(Data records)
-=-=-

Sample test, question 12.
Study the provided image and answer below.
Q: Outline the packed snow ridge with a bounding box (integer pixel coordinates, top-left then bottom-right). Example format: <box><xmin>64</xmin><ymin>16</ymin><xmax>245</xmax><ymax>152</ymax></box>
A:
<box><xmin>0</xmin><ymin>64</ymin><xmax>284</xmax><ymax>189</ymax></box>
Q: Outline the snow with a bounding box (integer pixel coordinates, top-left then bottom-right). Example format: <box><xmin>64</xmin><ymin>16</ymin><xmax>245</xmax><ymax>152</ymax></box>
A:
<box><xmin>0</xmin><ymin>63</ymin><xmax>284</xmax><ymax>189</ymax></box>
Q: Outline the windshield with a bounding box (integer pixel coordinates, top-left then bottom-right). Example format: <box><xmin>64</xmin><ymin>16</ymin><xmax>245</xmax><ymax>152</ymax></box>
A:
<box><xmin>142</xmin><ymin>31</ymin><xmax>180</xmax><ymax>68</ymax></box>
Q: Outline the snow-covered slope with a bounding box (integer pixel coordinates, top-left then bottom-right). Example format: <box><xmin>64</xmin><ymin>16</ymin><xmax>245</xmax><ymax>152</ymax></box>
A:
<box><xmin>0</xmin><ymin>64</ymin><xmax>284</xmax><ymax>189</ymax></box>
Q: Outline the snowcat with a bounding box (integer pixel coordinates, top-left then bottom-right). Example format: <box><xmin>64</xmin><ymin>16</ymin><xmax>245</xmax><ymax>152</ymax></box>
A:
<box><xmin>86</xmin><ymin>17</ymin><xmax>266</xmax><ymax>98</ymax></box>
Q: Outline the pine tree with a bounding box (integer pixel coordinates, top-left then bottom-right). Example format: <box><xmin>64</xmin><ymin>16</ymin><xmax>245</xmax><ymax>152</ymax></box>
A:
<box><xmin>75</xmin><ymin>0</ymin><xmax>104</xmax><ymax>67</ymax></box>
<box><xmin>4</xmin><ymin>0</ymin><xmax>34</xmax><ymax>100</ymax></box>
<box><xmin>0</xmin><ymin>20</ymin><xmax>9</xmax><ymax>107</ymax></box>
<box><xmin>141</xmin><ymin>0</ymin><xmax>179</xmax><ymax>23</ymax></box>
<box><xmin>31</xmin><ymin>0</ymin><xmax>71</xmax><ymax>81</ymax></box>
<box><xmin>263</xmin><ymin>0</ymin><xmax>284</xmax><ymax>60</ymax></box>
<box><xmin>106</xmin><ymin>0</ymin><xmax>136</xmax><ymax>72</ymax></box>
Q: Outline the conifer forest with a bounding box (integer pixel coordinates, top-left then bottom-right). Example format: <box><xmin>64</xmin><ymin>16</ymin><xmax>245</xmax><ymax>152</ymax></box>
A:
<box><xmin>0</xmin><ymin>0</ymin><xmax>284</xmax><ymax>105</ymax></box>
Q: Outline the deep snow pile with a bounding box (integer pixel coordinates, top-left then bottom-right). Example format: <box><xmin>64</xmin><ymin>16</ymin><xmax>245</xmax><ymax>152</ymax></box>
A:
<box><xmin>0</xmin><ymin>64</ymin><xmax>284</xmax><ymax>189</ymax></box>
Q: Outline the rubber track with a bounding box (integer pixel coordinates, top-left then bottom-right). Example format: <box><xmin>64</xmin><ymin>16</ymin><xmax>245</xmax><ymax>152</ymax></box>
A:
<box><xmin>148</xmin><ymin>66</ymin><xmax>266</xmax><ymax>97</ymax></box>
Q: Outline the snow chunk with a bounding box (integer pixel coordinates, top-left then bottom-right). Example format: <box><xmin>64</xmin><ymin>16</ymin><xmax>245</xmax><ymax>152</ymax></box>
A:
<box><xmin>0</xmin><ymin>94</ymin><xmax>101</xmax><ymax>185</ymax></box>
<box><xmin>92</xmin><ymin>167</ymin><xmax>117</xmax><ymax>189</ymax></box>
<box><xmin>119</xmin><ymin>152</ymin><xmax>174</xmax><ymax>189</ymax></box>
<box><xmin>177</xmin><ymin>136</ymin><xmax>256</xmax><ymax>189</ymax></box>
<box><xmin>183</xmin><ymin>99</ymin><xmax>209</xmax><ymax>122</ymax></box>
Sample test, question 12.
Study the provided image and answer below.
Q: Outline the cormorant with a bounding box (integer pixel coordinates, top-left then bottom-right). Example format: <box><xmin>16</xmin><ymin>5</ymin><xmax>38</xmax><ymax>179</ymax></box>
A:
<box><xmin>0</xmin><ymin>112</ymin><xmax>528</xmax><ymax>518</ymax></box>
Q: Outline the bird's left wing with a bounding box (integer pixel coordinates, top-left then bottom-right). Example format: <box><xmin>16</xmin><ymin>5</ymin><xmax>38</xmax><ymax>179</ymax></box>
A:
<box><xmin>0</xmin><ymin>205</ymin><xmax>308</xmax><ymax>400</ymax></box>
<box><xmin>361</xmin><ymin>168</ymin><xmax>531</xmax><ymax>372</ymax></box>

-=-=-

DIRECTIVE:
Reproduce every line of the data records above without any changes.

CORRECT RESULT:
Sample test, question 12.
Study the provided image and answer below.
Q: Outline the packed snow ridge with a bounding box (integer pixel coordinates, top-left then bottom-right). Example format: <box><xmin>64</xmin><ymin>16</ymin><xmax>245</xmax><ymax>152</ymax></box>
A:
<box><xmin>0</xmin><ymin>64</ymin><xmax>284</xmax><ymax>189</ymax></box>
Q: Outline the snow with a bounding box (integer pixel coordinates, top-left then bottom-right). Example format: <box><xmin>64</xmin><ymin>16</ymin><xmax>245</xmax><ymax>152</ymax></box>
A:
<box><xmin>0</xmin><ymin>63</ymin><xmax>284</xmax><ymax>189</ymax></box>
Q: Outline the windshield with a bounding box (integer pixel coordinates, top-left then bottom-right). Example format: <box><xmin>64</xmin><ymin>16</ymin><xmax>245</xmax><ymax>152</ymax></box>
A:
<box><xmin>142</xmin><ymin>31</ymin><xmax>180</xmax><ymax>68</ymax></box>
Q: Outline the snow-covered slope with a bounding box (integer pixel coordinates, top-left then bottom-right). Example format: <box><xmin>64</xmin><ymin>16</ymin><xmax>245</xmax><ymax>152</ymax></box>
A:
<box><xmin>0</xmin><ymin>64</ymin><xmax>284</xmax><ymax>189</ymax></box>
Q: Outline the snowcat with a bounding box (integer pixel coordinates, top-left then bottom-right). Example format: <box><xmin>64</xmin><ymin>16</ymin><xmax>245</xmax><ymax>152</ymax></box>
A:
<box><xmin>86</xmin><ymin>17</ymin><xmax>266</xmax><ymax>98</ymax></box>
Q: Outline the pine tree with a bounding box (integer pixel coordinates, top-left then bottom-right). Example format: <box><xmin>64</xmin><ymin>16</ymin><xmax>245</xmax><ymax>152</ymax></box>
A:
<box><xmin>75</xmin><ymin>0</ymin><xmax>104</xmax><ymax>67</ymax></box>
<box><xmin>4</xmin><ymin>0</ymin><xmax>34</xmax><ymax>100</ymax></box>
<box><xmin>0</xmin><ymin>20</ymin><xmax>9</xmax><ymax>107</ymax></box>
<box><xmin>141</xmin><ymin>0</ymin><xmax>179</xmax><ymax>23</ymax></box>
<box><xmin>31</xmin><ymin>0</ymin><xmax>71</xmax><ymax>81</ymax></box>
<box><xmin>263</xmin><ymin>0</ymin><xmax>284</xmax><ymax>60</ymax></box>
<box><xmin>106</xmin><ymin>0</ymin><xmax>136</xmax><ymax>72</ymax></box>
Q: Outline the conifer forest with a bounding box (integer pixel coordinates, top-left then bottom-right). Example format: <box><xmin>64</xmin><ymin>16</ymin><xmax>245</xmax><ymax>152</ymax></box>
A:
<box><xmin>0</xmin><ymin>0</ymin><xmax>284</xmax><ymax>105</ymax></box>
Q: Outline the deep snow pile with a bounding box (integer pixel coordinates, top-left then bottom-right). Example format: <box><xmin>64</xmin><ymin>16</ymin><xmax>245</xmax><ymax>152</ymax></box>
A:
<box><xmin>0</xmin><ymin>64</ymin><xmax>284</xmax><ymax>189</ymax></box>
Q: Outline the rubber track with a bounding box (integer pixel coordinates, top-left then bottom-right). Example format: <box><xmin>64</xmin><ymin>16</ymin><xmax>245</xmax><ymax>152</ymax></box>
A:
<box><xmin>148</xmin><ymin>66</ymin><xmax>266</xmax><ymax>97</ymax></box>
Q: Outline the snow chunk with a bounding box (integer pixel coordinates, top-left then bottom-right). Example format: <box><xmin>64</xmin><ymin>16</ymin><xmax>245</xmax><ymax>152</ymax></box>
A:
<box><xmin>0</xmin><ymin>94</ymin><xmax>101</xmax><ymax>185</ymax></box>
<box><xmin>92</xmin><ymin>167</ymin><xmax>117</xmax><ymax>189</ymax></box>
<box><xmin>119</xmin><ymin>152</ymin><xmax>174</xmax><ymax>189</ymax></box>
<box><xmin>177</xmin><ymin>136</ymin><xmax>256</xmax><ymax>189</ymax></box>
<box><xmin>183</xmin><ymin>99</ymin><xmax>209</xmax><ymax>122</ymax></box>
Sample test, question 12.
Study the provided image and answer below.
Q: Outline the cormorant with a bounding box (integer pixel coordinates, top-left then bottom-right). Example format: <box><xmin>16</xmin><ymin>5</ymin><xmax>38</xmax><ymax>179</ymax></box>
A:
<box><xmin>0</xmin><ymin>112</ymin><xmax>528</xmax><ymax>518</ymax></box>
Q: Outline the bird's left wing with a bounding box (integer pixel coordinates, top-left then bottom-right). Example format: <box><xmin>16</xmin><ymin>5</ymin><xmax>38</xmax><ymax>179</ymax></box>
A:
<box><xmin>0</xmin><ymin>205</ymin><xmax>308</xmax><ymax>400</ymax></box>
<box><xmin>361</xmin><ymin>168</ymin><xmax>531</xmax><ymax>372</ymax></box>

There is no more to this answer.